Written problem
Return all entries word for word, but drop any images.

· · · · · · ·

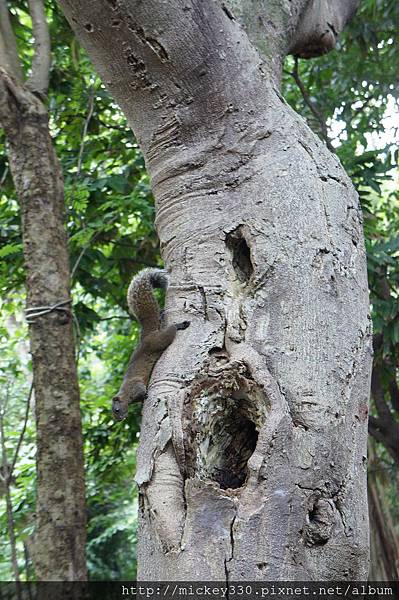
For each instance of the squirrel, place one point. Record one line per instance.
(154, 338)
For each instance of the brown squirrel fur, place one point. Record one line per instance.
(154, 338)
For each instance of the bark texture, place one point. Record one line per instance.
(384, 543)
(252, 463)
(60, 511)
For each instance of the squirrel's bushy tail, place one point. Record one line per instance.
(141, 300)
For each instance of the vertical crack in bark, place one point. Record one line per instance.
(231, 557)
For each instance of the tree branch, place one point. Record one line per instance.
(9, 58)
(39, 78)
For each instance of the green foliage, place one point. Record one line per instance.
(351, 101)
(109, 216)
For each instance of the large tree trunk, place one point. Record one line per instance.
(60, 532)
(252, 462)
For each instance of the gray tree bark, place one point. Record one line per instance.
(252, 463)
(60, 529)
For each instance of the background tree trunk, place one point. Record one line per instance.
(252, 462)
(60, 532)
(384, 546)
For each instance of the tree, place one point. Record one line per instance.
(252, 462)
(60, 523)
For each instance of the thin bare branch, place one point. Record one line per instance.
(39, 78)
(7, 478)
(9, 59)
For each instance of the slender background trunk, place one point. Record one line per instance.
(252, 462)
(60, 531)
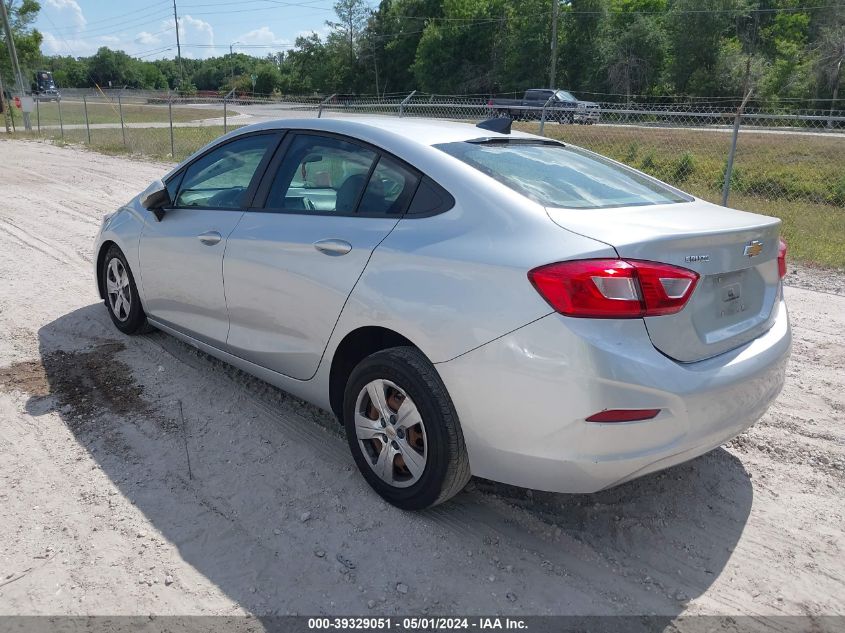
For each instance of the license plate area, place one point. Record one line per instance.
(729, 289)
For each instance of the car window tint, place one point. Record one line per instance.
(320, 174)
(173, 185)
(220, 179)
(389, 190)
(430, 198)
(563, 176)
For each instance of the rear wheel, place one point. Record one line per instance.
(122, 299)
(403, 430)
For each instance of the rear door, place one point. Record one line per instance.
(326, 203)
(182, 253)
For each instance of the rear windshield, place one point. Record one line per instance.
(556, 175)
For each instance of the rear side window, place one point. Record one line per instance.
(562, 176)
(389, 190)
(220, 179)
(321, 174)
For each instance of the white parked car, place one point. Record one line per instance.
(466, 299)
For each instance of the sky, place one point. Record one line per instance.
(146, 29)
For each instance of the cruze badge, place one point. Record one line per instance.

· · · · · · ·

The result
For each instance of the squirrel, place one point. Record one line per instance.
(154, 338)
For each instance of the brown squirrel fur, place one point. Record one line per instance.
(154, 338)
For each instance of the bark texture, place one point. Record one line per instance.
(384, 543)
(252, 463)
(60, 511)
For each instance of the squirrel's bushy tail, place one point. Record one line per instance.
(141, 300)
For each instance of the vertical crack in bark, place one point. Record one line per instance.
(231, 557)
For each instance of the tree branch, place one point. Record one line per instance.
(9, 58)
(39, 78)
For each instance of the green foliage, place one point. Record one line per instance.
(351, 101)
(109, 216)
For each instance of the large tree trunk, place one point. Record one line per instance.
(60, 532)
(252, 462)
For each instance of the gray tree bark, place one point. Record one line per instance.
(252, 463)
(60, 529)
For each instance of the background tree trunk, place one point. Record one line per instance.
(252, 462)
(60, 532)
(384, 546)
For each instance of the tree, place one point. Record one line per instance.
(252, 462)
(60, 523)
For each instance of the thin bare branch, place one point. Record one line per instance.
(39, 78)
(7, 478)
(9, 59)
For each instance of the slender background trunk, place one point. Record one line per instance.
(252, 462)
(60, 531)
For each instance of the license plate area, place one point. Record one line per instance.
(729, 289)
For each instance of the car window tint, place one point. Record one line per instance.
(320, 174)
(173, 185)
(220, 179)
(389, 190)
(430, 198)
(563, 176)
For each instance of the rear wheel, place one point. Record one line per instance.
(122, 299)
(403, 430)
For each instance of the rear door, place one point. Record one line per instance.
(326, 203)
(182, 253)
For each instance of the rear windshield, place one point. Record one line per instance.
(556, 175)
For each instance of the rear side window, place one point. Record one line per instance.
(562, 176)
(389, 190)
(220, 179)
(321, 174)
For each instance of the white parked car, place one point. Record one line per instance.
(466, 299)
For each instance of the sky, place one point. Record one line per instance.
(146, 29)
For each instance of the cruze badge, place one point. Record one line per instance.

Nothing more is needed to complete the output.